### [STORED DATA]
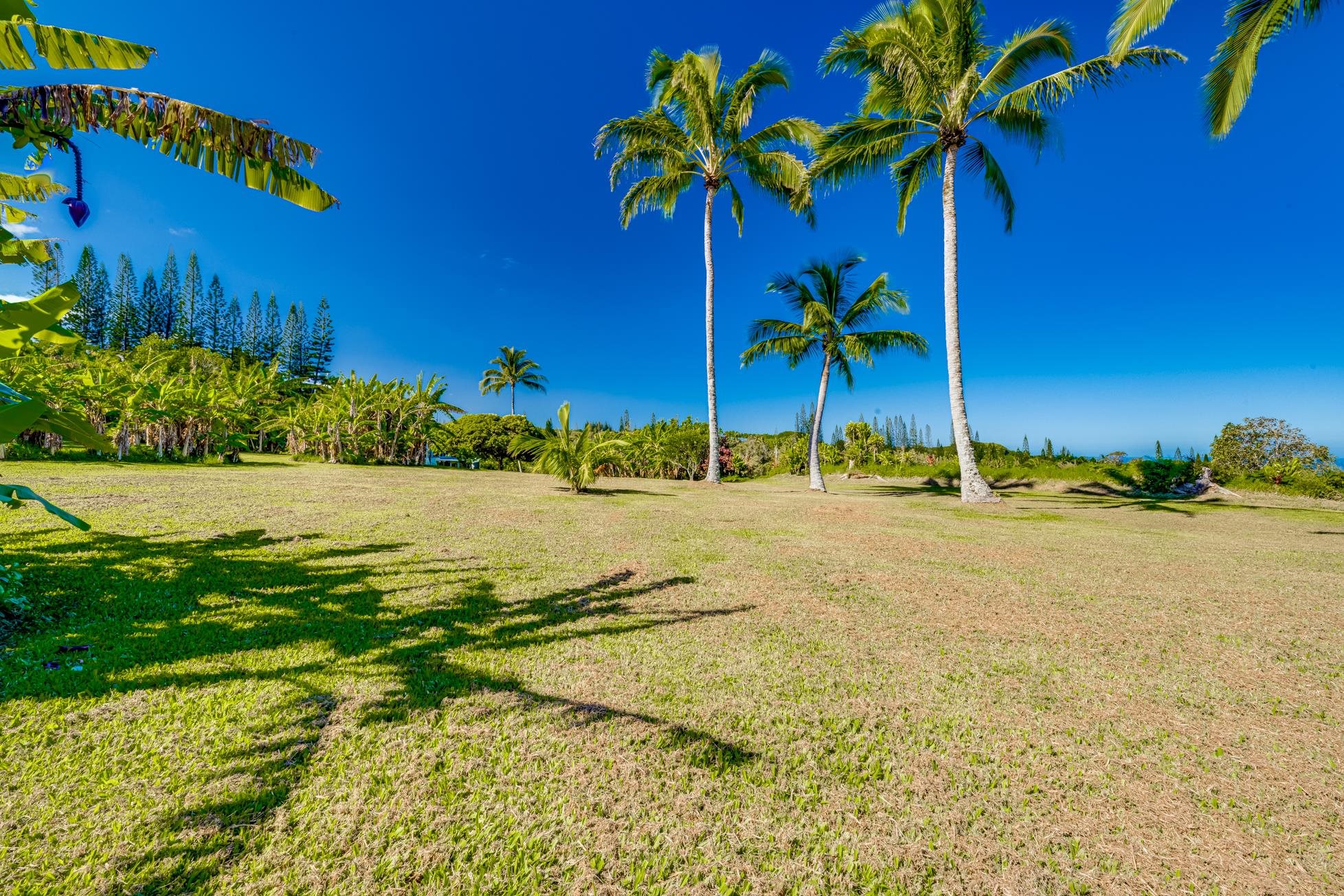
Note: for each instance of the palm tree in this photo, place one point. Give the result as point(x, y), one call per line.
point(695, 131)
point(1251, 25)
point(932, 78)
point(513, 368)
point(570, 456)
point(831, 319)
point(43, 120)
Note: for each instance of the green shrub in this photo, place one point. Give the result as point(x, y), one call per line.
point(15, 607)
point(1161, 478)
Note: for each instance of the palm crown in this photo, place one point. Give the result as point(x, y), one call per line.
point(933, 77)
point(695, 129)
point(513, 368)
point(831, 319)
point(573, 456)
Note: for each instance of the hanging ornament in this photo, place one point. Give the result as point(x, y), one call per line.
point(77, 208)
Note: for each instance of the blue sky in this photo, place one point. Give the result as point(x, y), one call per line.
point(1156, 284)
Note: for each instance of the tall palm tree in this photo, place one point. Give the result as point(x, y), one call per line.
point(513, 368)
point(695, 131)
point(1251, 25)
point(829, 327)
point(933, 78)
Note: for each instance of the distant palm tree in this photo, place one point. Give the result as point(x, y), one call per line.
point(570, 456)
point(930, 78)
point(694, 131)
point(513, 368)
point(1251, 25)
point(829, 327)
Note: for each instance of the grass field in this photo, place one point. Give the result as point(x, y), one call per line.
point(313, 679)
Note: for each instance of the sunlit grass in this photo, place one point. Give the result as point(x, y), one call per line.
point(306, 679)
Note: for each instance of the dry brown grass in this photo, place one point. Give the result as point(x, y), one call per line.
point(448, 682)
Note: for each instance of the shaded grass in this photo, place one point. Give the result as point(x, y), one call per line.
point(445, 682)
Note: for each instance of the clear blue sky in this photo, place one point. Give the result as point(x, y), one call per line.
point(1156, 285)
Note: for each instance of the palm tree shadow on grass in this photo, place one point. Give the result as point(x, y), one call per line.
point(148, 605)
point(943, 485)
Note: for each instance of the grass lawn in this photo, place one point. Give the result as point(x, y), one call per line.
point(315, 679)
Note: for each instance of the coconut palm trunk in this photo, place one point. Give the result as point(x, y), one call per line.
point(713, 473)
point(974, 486)
point(818, 484)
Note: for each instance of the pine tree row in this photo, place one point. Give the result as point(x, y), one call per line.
point(120, 312)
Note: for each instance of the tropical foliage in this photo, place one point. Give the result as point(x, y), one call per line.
point(119, 312)
point(1251, 25)
point(829, 328)
point(695, 131)
point(572, 456)
point(513, 368)
point(933, 84)
point(43, 120)
point(190, 403)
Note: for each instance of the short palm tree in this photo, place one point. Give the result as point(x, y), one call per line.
point(1251, 25)
point(932, 80)
point(694, 131)
point(570, 456)
point(829, 327)
point(513, 368)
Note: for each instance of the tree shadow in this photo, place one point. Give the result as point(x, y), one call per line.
point(944, 485)
point(1104, 497)
point(151, 605)
point(607, 493)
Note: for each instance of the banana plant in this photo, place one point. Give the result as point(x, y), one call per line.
point(43, 119)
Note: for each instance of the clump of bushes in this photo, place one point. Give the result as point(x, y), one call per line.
point(1264, 451)
point(1164, 476)
point(15, 606)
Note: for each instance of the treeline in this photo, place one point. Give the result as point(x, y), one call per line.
point(164, 401)
point(119, 312)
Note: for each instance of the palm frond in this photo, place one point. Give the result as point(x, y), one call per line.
point(1030, 126)
point(735, 208)
point(1252, 25)
point(1134, 21)
point(29, 188)
point(910, 174)
point(1047, 41)
point(792, 348)
point(655, 191)
point(996, 183)
point(1050, 93)
point(860, 147)
point(649, 129)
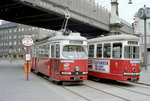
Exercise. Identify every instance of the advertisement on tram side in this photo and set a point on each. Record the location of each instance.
(101, 65)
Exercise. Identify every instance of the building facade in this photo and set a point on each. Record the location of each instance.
(139, 31)
(11, 35)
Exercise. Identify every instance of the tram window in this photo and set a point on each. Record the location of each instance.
(131, 52)
(57, 51)
(91, 51)
(74, 51)
(107, 50)
(47, 50)
(99, 50)
(52, 51)
(117, 50)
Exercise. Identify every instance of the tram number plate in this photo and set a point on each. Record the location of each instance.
(76, 78)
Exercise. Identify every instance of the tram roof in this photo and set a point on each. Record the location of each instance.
(121, 37)
(58, 36)
(71, 36)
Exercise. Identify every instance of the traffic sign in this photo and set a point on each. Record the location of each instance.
(27, 41)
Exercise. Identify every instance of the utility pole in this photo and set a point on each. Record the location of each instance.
(144, 13)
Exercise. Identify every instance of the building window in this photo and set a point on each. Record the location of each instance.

### [CHALLENGE]
Recast all the items above as a Markdown table with the columns Number and Content, giving each non-blank line its own row and leaving out the pictures.

### [THE OUTPUT]
| Number | Content |
|---|---|
| 1 | Note: for each instance of the palm tree in this photo, place one point. Give the result as point(x, y), one call per line. |
| 2 | point(695, 131) |
| 3 | point(1251, 25) |
| 4 | point(932, 78) |
| 5 | point(513, 368) |
| 6 | point(570, 456) |
| 7 | point(831, 319) |
| 8 | point(43, 120) |
| 9 | Note: for each instance of the green shrub in this photo, place one point. Give the result as point(x, y), one call per line. |
| 10 | point(15, 607) |
| 11 | point(1161, 478) |
| 12 | Note: for each instance of the palm crown in this photo, place one point. Give the result as point(x, y), one call per line. |
| 13 | point(933, 77) |
| 14 | point(695, 129) |
| 15 | point(513, 368) |
| 16 | point(831, 319) |
| 17 | point(573, 456) |
| 18 | Note: for each instance of the hanging ornament in this photo, place one point. Give the result as point(x, y), one call per line. |
| 19 | point(77, 208) |
| 20 | Note: for each instance of the blue sky in this photo, place one point. Give the result as point(x, y), one call per line. |
| 21 | point(1156, 284) |
| 22 | Note: for each instance of the tall palm tree in this photo, place one point. Give the result as point(x, y), one call per line. |
| 23 | point(513, 368) |
| 24 | point(695, 131) |
| 25 | point(1251, 25) |
| 26 | point(829, 327) |
| 27 | point(933, 78) |
| 28 | Note: for each instance of the distant palm tree in this photo, place one point. Give the result as point(x, y), one call per line. |
| 29 | point(570, 456) |
| 30 | point(930, 78) |
| 31 | point(694, 131) |
| 32 | point(513, 368) |
| 33 | point(1251, 25) |
| 34 | point(829, 327) |
| 35 | Note: for each instance of the grass field in this photo, place one point. Give the result as point(x, y), one call per line. |
| 36 | point(313, 679) |
| 37 | Note: for each instance of the sunlit grass in this photo, place one point. Give the result as point(x, y), one call per line. |
| 38 | point(306, 679) |
| 39 | Note: for each instance of the dry brown grass in this photo, place one point. Give the result as point(x, y), one call per line. |
| 40 | point(448, 682) |
| 41 | Note: for each instance of the shaded grass in this photo, place one point. Give the result as point(x, y), one call per line. |
| 42 | point(445, 682) |
| 43 | Note: for each instance of the clear blue sky in this photo, place one point. Give the result as point(x, y), one call per line. |
| 44 | point(1156, 285) |
| 45 | Note: for each instance of the palm tree shadow on grass in this photo, place one point. Give the result as point(x, y), one call per line. |
| 46 | point(148, 605) |
| 47 | point(943, 485) |
| 48 | Note: for each instance of the grass lawn in this photo, place one point. Give the result as point(x, y), one call per line. |
| 49 | point(315, 679) |
| 50 | Note: for each instance of the coconut palm trunk in this photo, place one point. Give the result as point(x, y), one call per line. |
| 51 | point(713, 473) |
| 52 | point(974, 486) |
| 53 | point(818, 484) |
| 54 | Note: for each instance of the pine tree row in this photo, place one point. Give the result as point(x, y), one call per line. |
| 55 | point(120, 312) |
| 56 | Note: for each instance of the tropical foliage in this photo, place one point. Give the result as point(x, y), one call per line. |
| 57 | point(119, 312) |
| 58 | point(1251, 25) |
| 59 | point(829, 328) |
| 60 | point(695, 131) |
| 61 | point(572, 456) |
| 62 | point(513, 368) |
| 63 | point(933, 84) |
| 64 | point(43, 120) |
| 65 | point(190, 403) |
| 66 | Note: for each instance of the short palm tree in this photo, place one point. Give the result as point(x, y), one call per line. |
| 67 | point(1251, 25) |
| 68 | point(932, 80) |
| 69 | point(694, 131) |
| 70 | point(570, 456) |
| 71 | point(829, 327) |
| 72 | point(513, 368) |
| 73 | Note: for each instance of the tree shadow in this photo, place one point. Give the result as point(x, y), one call per line. |
| 74 | point(944, 485) |
| 75 | point(1104, 497) |
| 76 | point(151, 605) |
| 77 | point(607, 493) |
| 78 | Note: for each instance of the banana plant in this photo, place one point. Give the result as point(x, y), one call per line. |
| 79 | point(43, 119) |
| 80 | Note: for each instance of the clump of bushes in this photo, place one point. Give the result as point(x, y), one call per line. |
| 81 | point(1264, 451) |
| 82 | point(1164, 476) |
| 83 | point(15, 606) |
| 84 | Note: for each instance of the treeline in this photo, place one point. Give the result as point(x, y), one call per line. |
| 85 | point(164, 401) |
| 86 | point(119, 312) |
| 87 | Note: for each instance of the palm frond in this photo, place one point. Give the result as point(x, y), one call per line. |
| 88 | point(1030, 126) |
| 89 | point(735, 208) |
| 90 | point(1252, 25) |
| 91 | point(1134, 21) |
| 92 | point(29, 188) |
| 93 | point(910, 174) |
| 94 | point(1047, 41) |
| 95 | point(792, 348) |
| 96 | point(655, 191) |
| 97 | point(996, 183) |
| 98 | point(1050, 93) |
| 99 | point(860, 147) |
| 100 | point(649, 129) |
| 101 | Exercise. Identify every instance of the advertisement on tram side in this photo and set a point on each. Record the location of each instance. |
| 102 | (101, 65) |
| 103 | Exercise. Identify every instance of the building facade in this photo and set a point on each. Record the location of each instance. |
| 104 | (139, 31) |
| 105 | (11, 35) |
| 106 | Exercise. Identify every instance of the tram window in this photo and set a point on each. Record the location of each instance. |
| 107 | (131, 52) |
| 108 | (57, 51) |
| 109 | (91, 51) |
| 110 | (74, 51) |
| 111 | (107, 50) |
| 112 | (47, 50) |
| 113 | (99, 50) |
| 114 | (52, 51) |
| 115 | (117, 50) |
| 116 | Exercise. Identify every instance of the tram number plate in this photo and set a point on each. Record the location of each instance. |
| 117 | (76, 78) |
| 118 | Exercise. Identify every instance of the tram roof in this photo and set a point on each. Record the location of each instance. |
| 119 | (121, 37) |
| 120 | (58, 36) |
| 121 | (71, 36) |
| 122 | Exercise. Identify every instance of the traffic sign in this photo and set a point on each. Record the location of each instance. |
| 123 | (27, 41) |
| 124 | Exercise. Identify every instance of the utility pole in this photo and set a point on each. Record the location of each instance. |
| 125 | (144, 13) |
| 126 | Exercise. Identify every instance of the building window in this photo and set a point on each. Record the location of each instance. |